**Aim of the task:** The full listing is to be returned exactly as given, but without pictures.

**Material supplied:**
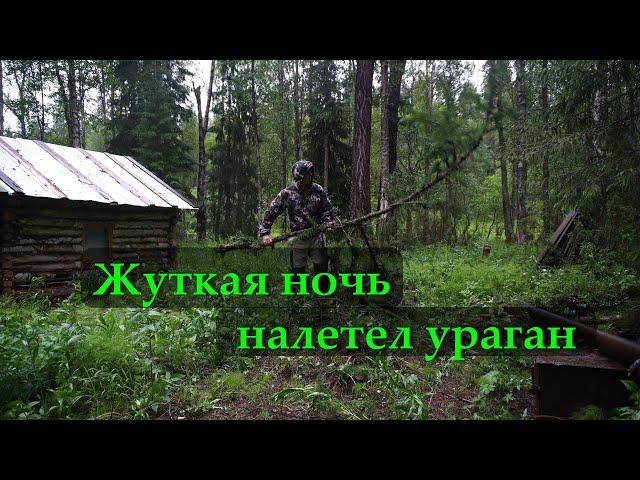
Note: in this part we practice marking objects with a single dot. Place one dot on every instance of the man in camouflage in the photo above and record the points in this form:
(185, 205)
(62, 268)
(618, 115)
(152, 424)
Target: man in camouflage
(307, 205)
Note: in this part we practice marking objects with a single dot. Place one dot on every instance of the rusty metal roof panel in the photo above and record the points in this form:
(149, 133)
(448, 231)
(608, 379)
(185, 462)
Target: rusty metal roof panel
(40, 169)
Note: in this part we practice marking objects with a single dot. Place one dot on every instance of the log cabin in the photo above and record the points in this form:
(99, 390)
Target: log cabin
(64, 208)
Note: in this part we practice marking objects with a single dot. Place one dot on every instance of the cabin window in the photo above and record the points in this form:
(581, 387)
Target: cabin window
(97, 241)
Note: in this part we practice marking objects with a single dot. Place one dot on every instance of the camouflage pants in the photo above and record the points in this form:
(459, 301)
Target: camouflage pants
(301, 249)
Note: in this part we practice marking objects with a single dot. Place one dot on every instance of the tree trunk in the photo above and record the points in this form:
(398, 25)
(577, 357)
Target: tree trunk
(203, 127)
(1, 101)
(506, 198)
(256, 138)
(41, 115)
(326, 162)
(351, 99)
(360, 201)
(544, 100)
(521, 165)
(297, 111)
(74, 113)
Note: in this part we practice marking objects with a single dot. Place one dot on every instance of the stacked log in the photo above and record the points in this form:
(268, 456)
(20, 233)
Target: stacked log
(45, 238)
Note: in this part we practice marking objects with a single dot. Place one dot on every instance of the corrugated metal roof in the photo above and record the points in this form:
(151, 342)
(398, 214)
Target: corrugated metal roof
(39, 169)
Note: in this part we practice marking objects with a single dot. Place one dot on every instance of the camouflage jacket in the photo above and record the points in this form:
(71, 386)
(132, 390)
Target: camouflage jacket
(303, 210)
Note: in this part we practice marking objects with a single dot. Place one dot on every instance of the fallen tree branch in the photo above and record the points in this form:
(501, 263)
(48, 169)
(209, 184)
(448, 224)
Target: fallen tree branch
(248, 245)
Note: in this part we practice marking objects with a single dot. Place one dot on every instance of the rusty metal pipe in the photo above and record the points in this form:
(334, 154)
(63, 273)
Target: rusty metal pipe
(624, 351)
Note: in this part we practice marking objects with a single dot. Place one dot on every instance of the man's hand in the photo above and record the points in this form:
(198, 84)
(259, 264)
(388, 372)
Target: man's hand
(329, 227)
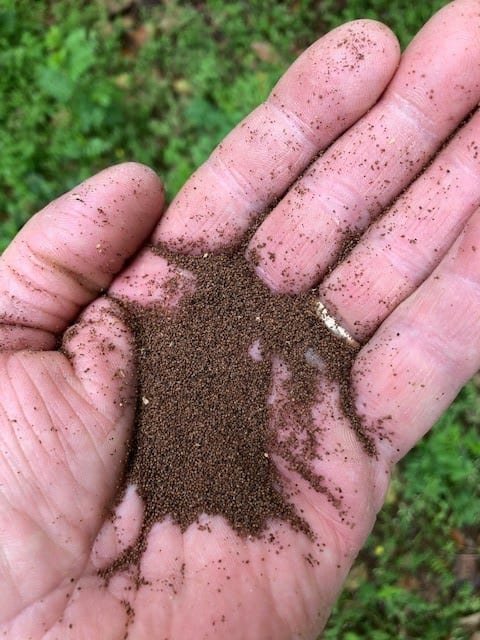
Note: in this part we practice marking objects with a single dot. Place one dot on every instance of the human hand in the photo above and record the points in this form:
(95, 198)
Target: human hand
(410, 288)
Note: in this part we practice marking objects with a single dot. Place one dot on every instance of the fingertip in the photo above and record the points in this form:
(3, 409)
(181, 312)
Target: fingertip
(100, 348)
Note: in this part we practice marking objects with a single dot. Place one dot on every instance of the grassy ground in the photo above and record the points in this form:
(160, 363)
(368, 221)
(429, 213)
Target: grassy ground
(88, 84)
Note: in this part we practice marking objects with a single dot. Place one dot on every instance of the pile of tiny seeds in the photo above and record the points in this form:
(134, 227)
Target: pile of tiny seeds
(205, 436)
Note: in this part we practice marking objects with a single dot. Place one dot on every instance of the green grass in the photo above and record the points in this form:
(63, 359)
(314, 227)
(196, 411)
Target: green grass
(80, 93)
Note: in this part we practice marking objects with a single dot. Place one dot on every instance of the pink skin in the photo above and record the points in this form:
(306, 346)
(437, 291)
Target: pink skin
(65, 420)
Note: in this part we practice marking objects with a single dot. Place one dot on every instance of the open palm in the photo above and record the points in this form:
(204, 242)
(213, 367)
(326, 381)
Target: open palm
(409, 291)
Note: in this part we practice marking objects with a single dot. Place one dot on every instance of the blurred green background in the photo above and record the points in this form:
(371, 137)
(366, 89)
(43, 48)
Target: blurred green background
(87, 84)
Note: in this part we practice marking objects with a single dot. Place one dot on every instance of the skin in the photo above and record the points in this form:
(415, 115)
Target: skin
(410, 291)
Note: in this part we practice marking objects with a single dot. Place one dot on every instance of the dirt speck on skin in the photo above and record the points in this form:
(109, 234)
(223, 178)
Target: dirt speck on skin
(206, 439)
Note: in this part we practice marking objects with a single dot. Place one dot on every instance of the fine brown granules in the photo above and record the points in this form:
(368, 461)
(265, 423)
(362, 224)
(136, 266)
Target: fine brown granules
(204, 433)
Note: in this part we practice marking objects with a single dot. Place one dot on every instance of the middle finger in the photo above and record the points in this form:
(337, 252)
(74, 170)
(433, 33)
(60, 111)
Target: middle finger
(436, 86)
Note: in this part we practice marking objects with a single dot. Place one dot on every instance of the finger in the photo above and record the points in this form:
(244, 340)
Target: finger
(324, 92)
(71, 250)
(404, 246)
(435, 87)
(426, 350)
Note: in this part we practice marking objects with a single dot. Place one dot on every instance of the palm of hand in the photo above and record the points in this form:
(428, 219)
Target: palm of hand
(65, 420)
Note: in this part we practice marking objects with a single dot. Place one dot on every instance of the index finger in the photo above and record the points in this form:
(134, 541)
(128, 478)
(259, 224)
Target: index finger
(330, 86)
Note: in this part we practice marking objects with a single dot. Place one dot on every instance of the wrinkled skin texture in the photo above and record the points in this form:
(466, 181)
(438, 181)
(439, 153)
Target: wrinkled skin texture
(409, 291)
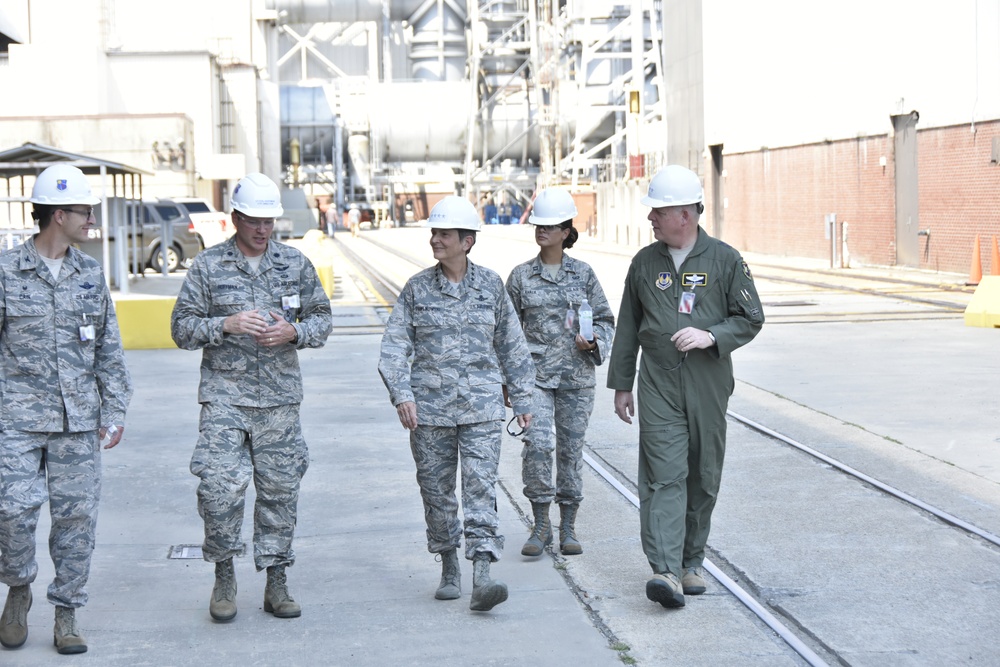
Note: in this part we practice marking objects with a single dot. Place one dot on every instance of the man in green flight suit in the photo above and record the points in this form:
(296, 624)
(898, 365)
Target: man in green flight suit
(689, 301)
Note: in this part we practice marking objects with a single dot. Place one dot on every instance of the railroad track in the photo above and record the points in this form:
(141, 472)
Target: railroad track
(811, 644)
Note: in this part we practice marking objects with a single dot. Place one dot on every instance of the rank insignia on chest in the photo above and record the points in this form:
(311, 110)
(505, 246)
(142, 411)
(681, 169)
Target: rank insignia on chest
(694, 279)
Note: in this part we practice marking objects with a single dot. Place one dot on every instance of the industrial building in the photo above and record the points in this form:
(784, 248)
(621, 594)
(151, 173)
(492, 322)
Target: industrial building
(801, 117)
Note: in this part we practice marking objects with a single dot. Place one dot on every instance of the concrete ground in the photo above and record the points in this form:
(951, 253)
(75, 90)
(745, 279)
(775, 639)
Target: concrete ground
(366, 581)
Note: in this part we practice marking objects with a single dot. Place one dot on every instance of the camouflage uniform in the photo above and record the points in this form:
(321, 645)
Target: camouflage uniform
(57, 391)
(250, 394)
(465, 343)
(564, 386)
(681, 399)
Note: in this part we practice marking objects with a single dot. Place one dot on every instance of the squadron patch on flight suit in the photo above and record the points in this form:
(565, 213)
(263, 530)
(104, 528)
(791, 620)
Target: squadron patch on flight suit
(694, 279)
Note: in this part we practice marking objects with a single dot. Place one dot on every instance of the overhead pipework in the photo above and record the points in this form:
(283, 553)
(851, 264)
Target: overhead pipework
(483, 93)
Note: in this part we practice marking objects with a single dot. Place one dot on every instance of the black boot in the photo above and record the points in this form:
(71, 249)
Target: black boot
(486, 593)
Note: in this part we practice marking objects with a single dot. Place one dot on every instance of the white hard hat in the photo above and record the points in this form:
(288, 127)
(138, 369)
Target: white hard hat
(674, 185)
(553, 206)
(454, 212)
(257, 196)
(62, 184)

**Result:**
Note: in this part we practice marking objects with a single dot. Place one dot on every instance of the man in camouflage in the photo above and record the points in this form:
(185, 205)
(62, 268)
(618, 115)
(152, 424)
Target: man in camouflage
(307, 205)
Note: in this part we practice marking objects with a single dot. Place one dot on every instance of the rusty metal roof panel in the photo above and record the points in this form:
(149, 133)
(448, 231)
(608, 379)
(185, 462)
Target: rusty metal roof panel
(40, 169)
Note: in this part we practice marking objects with a single dot. Place one dot on every instance of the log cabin in the photo above and record the points in this form:
(99, 390)
Target: log cabin
(64, 208)
Note: in this part we practice marking objects with a single dot. Place one dot on every instance of the cabin window in the photo above and record the points in this form:
(581, 387)
Target: cabin window
(97, 241)
Note: in this part we practice marking objects with a single dot. Place one dot on every instance of the camouflage pants in the photo above and record the points in this form:
(459, 301)
Target: camouflage pants
(301, 249)
Note: in this part we practice marking objects with a single dot. Place one dot on every instance of the tree trunk in the photo above and record the points in this form:
(398, 25)
(577, 357)
Target: tree trunk
(203, 127)
(1, 101)
(506, 198)
(256, 138)
(41, 115)
(326, 162)
(351, 99)
(360, 201)
(544, 100)
(521, 165)
(297, 111)
(74, 113)
Note: in this part we practice marking objects with a single dot. Place one dot on every instance of the stacked log in the photo above and record the points in this form:
(268, 456)
(20, 233)
Target: stacked log
(45, 238)
Note: in this part we practice marking objects with a single dot. Place one dot on every instance of the corrugated metal roof in the photo above and record the points in this form:
(151, 342)
(398, 214)
Target: corrugated metal roof
(39, 169)
Note: in this part we practice marking objects with a single dot. Place one dot on every instance of the camouflage jacket in the photo above and record the points in this form:
(71, 386)
(132, 390)
Target: camouflage jacket
(303, 210)
Note: in this part we practice marking objects with a single dot. Place one dot on every instance of the fallen tree branch in the photo above and record the points in this form:
(501, 263)
(48, 169)
(209, 184)
(448, 224)
Target: fallen tree branch
(248, 245)
Note: in this part we practice marking objects with a single dot. Place one dot on every instance of the rusty metal pipe in the photo above and record the points in this form:
(334, 154)
(63, 273)
Target: rusty metal pipe
(624, 351)
Note: in this part we practice marking objects with a single dot. Place one dot on every instance of the man's hand in the photo above and record the points in this form:
(198, 84)
(259, 264)
(388, 372)
Target: man's hand
(329, 227)
Note: in this part we practice marking objects with a single dot. Place one dot on every instance of the human hand in the photo above and record the points in this form:
(95, 198)
Target: human hand
(410, 288)
Note: in this part we practice marking objects with a single dot. Place one dot on every instance of the fingertip in the photo above and record the points in this form:
(3, 409)
(181, 312)
Target: fingertip
(100, 348)
Note: in this part we practice marking objects with a single dot. Place one dot on every instance of the grassy ground in the photo above and record the points in this form:
(160, 363)
(368, 221)
(429, 213)
Target: grassy ground
(88, 84)
Note: in this part we practice marking objects with a single dot. Place one dot on every instance of the pile of tiny seeds in the photo above and record the points in this form:
(134, 227)
Target: pile of tiny seeds
(205, 436)
Note: in this part we practice marking objects with a single dot. Place one dot on every instance of the green grass in the photo above and record the points in this form:
(63, 359)
(314, 227)
(196, 411)
Target: green grass
(80, 93)
Note: in this part we practice marking objects with a single dot. Place one dot on every instance of the pink skin in the photo above and record the points in this form:
(306, 346)
(437, 291)
Target: pink skin
(65, 420)
Note: in this part we practice marking objects with a single dot. Place one dot on every instance of the open palm in the photo above and record the points in this form:
(204, 242)
(213, 367)
(326, 381)
Target: open palm
(409, 291)
Note: in this part we practice marking objects with a single dot. Place one dot on every instance of the blurred green background in the photo above and record the points in this form:
(371, 137)
(366, 89)
(43, 48)
Target: blurred green background
(87, 84)
Note: in this part we practice marking objects with a single dot. Place one dot on every instance of the skin in the photo above and record the points in this form:
(415, 115)
Target: skin
(410, 291)
Note: in this part we practice marking objects with a single dot. Place one dot on every instance of the dirt speck on skin in the photo above and record the points in this form:
(109, 234)
(223, 178)
Target: dirt speck on skin
(206, 439)
Note: in this part we practice marking objects with a single dot. Place one dot on every instance of the fine brown granules in the photo above and record the points in this form:
(368, 461)
(265, 423)
(362, 224)
(136, 266)
Target: fine brown granules
(204, 433)
Note: in this part we practice marking objects with a single dot. Place one dot on every instance of the middle finger in the photo above and record the points in this form:
(337, 252)
(74, 170)
(433, 33)
(60, 111)
Target: middle finger
(436, 86)
Note: in this part we practice marking objects with a single dot. Place one dot on every instance of the finger in the photo above and record the points in this form:
(244, 340)
Target: finger
(324, 92)
(71, 250)
(404, 246)
(435, 87)
(426, 350)
Note: in this part we practice marking objects with a single dot. Place one dot on every instance of the palm of hand in the photo above and record the points in this form:
(428, 219)
Target: palm of hand
(65, 420)
Note: in this part we practice marking objects with a single dot. Place one dot on every instance of the index finger in the photo above and record the points in this form:
(134, 541)
(128, 478)
(259, 224)
Target: index finger
(330, 86)
Note: in this part we practice marking objects with a single dot. Place one dot on every instance of the wrinkled skin texture in the photo above and record the points in this form:
(466, 181)
(438, 181)
(439, 153)
Target: wrinkled skin texture
(409, 291)
Note: in this part we practice marking objects with a single dot. Place one dot on every instance of the man in green flight suit in the photo above and record the points in this form:
(296, 624)
(898, 365)
Target: man in green flight suit
(689, 301)
Note: in this part we practice marking objects with a single dot. Place one dot on every instance of the railroad track in the photo above and record the points in this form:
(141, 472)
Target: railroad track
(811, 644)
Note: in this part we practice marking objects with a single dot. Place one dot on every instance of the rank insignia on chest in the photo above and record the points in this form:
(311, 110)
(505, 246)
(142, 411)
(681, 169)
Target: rank insignia on chest
(694, 279)
Note: in this part we practice marking objects with a single dot. Place one dot on every instance of the industrial building in the photo above and record the points in this form:
(784, 248)
(621, 594)
(151, 173)
(492, 322)
Target: industrial building
(801, 117)
Note: in this part we practice marking objects with a single dot. Place one dot on every instance of the concrete ground in the photo above and record the points in this form:
(951, 253)
(75, 90)
(745, 279)
(775, 639)
Target: concrete ground
(366, 581)
Note: in this part we practice marking objects with a single dot. Place one dot on every instance of the camouflage uniform in the photo above and record the points in this form:
(321, 645)
Target: camouflage uniform
(57, 391)
(250, 394)
(465, 343)
(564, 386)
(681, 399)
Note: in this part we practice marking objects with a single dot. Place one dot on every instance of the squadron patch on flight suit in the photo above and record the points in this form:
(565, 213)
(263, 530)
(104, 528)
(791, 620)
Target: squadron patch on flight suit
(694, 279)
Note: in this part we practice marking objects with a single dot. Place one dot on every instance of the overhead pipework in the photo above and record the points in this form:
(283, 553)
(851, 264)
Target: overhead pipework
(483, 93)
Note: in this part we practice marking objects with a single dot. Place one dot on every instance of the black boot in the photo above and record the points in this form:
(71, 249)
Target: black boot
(486, 593)
Note: in this part we practice marking objects with a single dot. Place one dot on every instance of the white hard hat in the photo above and record the points in this form:
(288, 127)
(138, 369)
Target: white hard hat
(674, 185)
(553, 206)
(454, 212)
(257, 196)
(62, 184)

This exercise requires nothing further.